→ Dataset:

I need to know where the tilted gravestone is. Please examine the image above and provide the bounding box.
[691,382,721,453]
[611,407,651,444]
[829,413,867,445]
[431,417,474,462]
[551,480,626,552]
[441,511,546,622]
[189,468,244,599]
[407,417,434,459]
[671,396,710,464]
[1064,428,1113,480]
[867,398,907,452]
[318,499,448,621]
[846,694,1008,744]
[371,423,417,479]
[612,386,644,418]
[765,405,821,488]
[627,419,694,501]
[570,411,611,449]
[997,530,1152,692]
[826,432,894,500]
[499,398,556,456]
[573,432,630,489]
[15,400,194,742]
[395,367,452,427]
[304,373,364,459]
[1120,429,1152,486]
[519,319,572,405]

→ What you should do: Reproduce each entry exactly, with nothing missing.

→ Written response:
I need to know where the tilted gravestone is. Please examine the image above and provide the bounding box.
[691,382,721,453]
[611,407,651,444]
[829,413,867,445]
[431,417,474,462]
[551,480,626,552]
[441,511,546,622]
[189,468,244,599]
[407,417,434,459]
[671,396,710,464]
[1064,428,1113,480]
[867,398,907,452]
[318,499,448,621]
[846,694,1008,744]
[371,423,417,479]
[612,386,644,418]
[765,405,821,488]
[627,419,694,501]
[570,411,611,449]
[997,530,1152,692]
[826,432,894,500]
[499,398,556,456]
[573,432,630,489]
[15,400,194,742]
[395,367,452,427]
[304,373,364,459]
[1120,429,1152,486]
[519,319,572,405]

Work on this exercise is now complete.